AUSGANGSTEXT:
※
In der Tat wünschte ich ebenfalls, ich könnte eine gelassenere Façon bewahren, wenn mir oder anderen Ungerechtigkeit widerfährt - aber was wäre die Welt andererseits ohne Menschen, die ein ausgeprägtes Gerechtigkeitsgefühl ihr eigen nennen? Muß man denn nicht vielmehr davon ausgehen, daß eher die Menschen eine pathologische Störung aufweisen, die sich gegen jede soziale Regel auf Teufel komm raus durchsetzen müssen? Die Psychopathie-Forschung legt dies zumindest nahe. In den Gehirnen solcher Menschen sind wohl einige Regionen des empathischen Empfindens nicht aktiv. Und mag sein, daß die Gehirne Hochsensibler wiederum aktiver als der Durchschnitt auf derlei Ungerechtigkeiten reagieren. Aber nun denn, ohne eine Jeanne d'Arc hätte es keinen französischen Freiheitskampf gegeben. Vielleicht muß es im evolutionsbiologischen Sinne Menschen geben, die für sich und "ihr Volk" bei Ungerechtigkeiten so stark auf die Palme gehen, daß sie dadurch Kräfte entfalten, ohne die ihnen als friedliebender und sozialer Mensch ansonsten gar keine Verteidigung gegenüber dem Feind möglich wäre. Wären alle solchen Situationen gegenüber emotional gleichgültig eingestellt, würde es wohl nirgends auf der Welt mutige Menschen geben, die sich allem Widerstand zum Trotz diktatorischen Regimen gegenüber auflehnen und ihr Volk in die Freiheit führen. Insofern kann ich mich sogar herrlich darüber aufregen, wenn andere zwar an sich nette Menschen sind, aber sich gegenüber Unrecht und Ungerechtigkeiten gleichgültig verhalten. Fühle mich dann immer an die Eloi aus H.G. Wells "Die Zeitmaschine" erinnert.
※
Gespeicherte Dateneinträge
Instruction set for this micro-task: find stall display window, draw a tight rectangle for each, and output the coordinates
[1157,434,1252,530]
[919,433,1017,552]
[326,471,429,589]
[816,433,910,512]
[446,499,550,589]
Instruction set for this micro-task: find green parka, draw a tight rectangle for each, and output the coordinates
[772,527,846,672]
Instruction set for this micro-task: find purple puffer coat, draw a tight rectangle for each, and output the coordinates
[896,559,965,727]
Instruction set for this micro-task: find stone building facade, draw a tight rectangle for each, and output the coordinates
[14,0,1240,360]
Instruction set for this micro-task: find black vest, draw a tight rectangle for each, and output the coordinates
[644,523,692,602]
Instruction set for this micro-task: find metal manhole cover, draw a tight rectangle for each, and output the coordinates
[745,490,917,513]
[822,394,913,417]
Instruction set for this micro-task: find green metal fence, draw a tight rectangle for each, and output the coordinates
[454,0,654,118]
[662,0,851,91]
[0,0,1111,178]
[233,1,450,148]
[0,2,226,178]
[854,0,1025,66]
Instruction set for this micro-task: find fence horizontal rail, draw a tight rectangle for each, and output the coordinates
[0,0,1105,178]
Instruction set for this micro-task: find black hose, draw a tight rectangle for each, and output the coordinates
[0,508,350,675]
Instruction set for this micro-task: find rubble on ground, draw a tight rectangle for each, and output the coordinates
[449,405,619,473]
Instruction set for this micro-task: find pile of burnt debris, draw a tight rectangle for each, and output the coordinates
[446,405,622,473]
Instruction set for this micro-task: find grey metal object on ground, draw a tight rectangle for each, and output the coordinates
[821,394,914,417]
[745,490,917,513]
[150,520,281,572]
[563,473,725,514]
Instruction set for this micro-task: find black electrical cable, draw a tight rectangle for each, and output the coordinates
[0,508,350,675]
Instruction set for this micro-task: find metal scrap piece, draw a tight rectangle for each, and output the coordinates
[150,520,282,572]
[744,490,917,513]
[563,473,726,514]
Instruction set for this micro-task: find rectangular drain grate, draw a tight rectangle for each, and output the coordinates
※
AUFGABE 1:
Beantworte anhand des Textes über das Gerechtigkeitsgefühl:
(a) Was ist in den Gehirnen von Menschen, die sich gegen jede soziale Regel durchsetzen müssen, wohl nicht aktiv?
(b) Ohne wen hätte es keinen französischen Freiheitskampf gegeben?
(c) An wen fühlt man sich laut dem letzten Satz erinnert?
AUFGABE 2: Führe den Text über das Gerechtigkeitsgefühl im Anschluss an seinen letzten Satz weiter.
Die Auflistung ist eigenständiges Material und gehört nicht zum Text über das Gerechtigkeitsgefühl.

LÖSUNG 1:
(a) Einige Regionen des empathischen Empfindens.
(b) Ohne eine Jeanne d'Arc.
(c) An die Eloi aus H.G. Wells "Die Zeitmaschine".

LÖSUNG 2:
Was also ist so falsch daran, wenn man sich nicht mit unhaltbaren Zuständen anfreunden oder arrangieren will? Eines weiß ich jedenfalls sicher: Daß ich bis ans Ende meiner Tage für Gerechtigkeit kämpfen werde und mich ebenso über Ungerechtigkeit aufregen werde. Vielleicht "lohnt" es sich nicht. Und ja, andere leben mit Ignoranz und Gleichgültigkeit sicherlich glücklicher. Aber was soll's, ich habe erkannt, daß das mein innerer Motor ist und den werde ich garantiert nicht unterdrücken, nur weil andere auf diesem Bein lahm sind. Vielleicht muß man einfach auch akzeptieren, wie man ist. Und noch wichtiger: Wer man ist. Ohne sich zu sehr daran zu orientieren, was andere von einem erwarten. Ist der Druck von außen weg, nimmt der Druck innen ja oft in gleichem Maße ab.
Mir ist nicht geholfen wenn ich mich für andere chemisch verändere, zumal ich genug Tabletten mit den Ärzten durchhabe. Irgendwann reichts!
Genau.

Was Dir und mir bestimmt gut täte, wäre eine Aktivisten-Gruppe. :D In der man mal ganz offiziell seinen Unmut über die Ungerechtigkeit auf dieser Welt kundtun könnte. Wie oben bereits erwähnt, sind ja schon manche auf diese Weise unverhofft zum Anführer der Unterdrückten geworden. ;-)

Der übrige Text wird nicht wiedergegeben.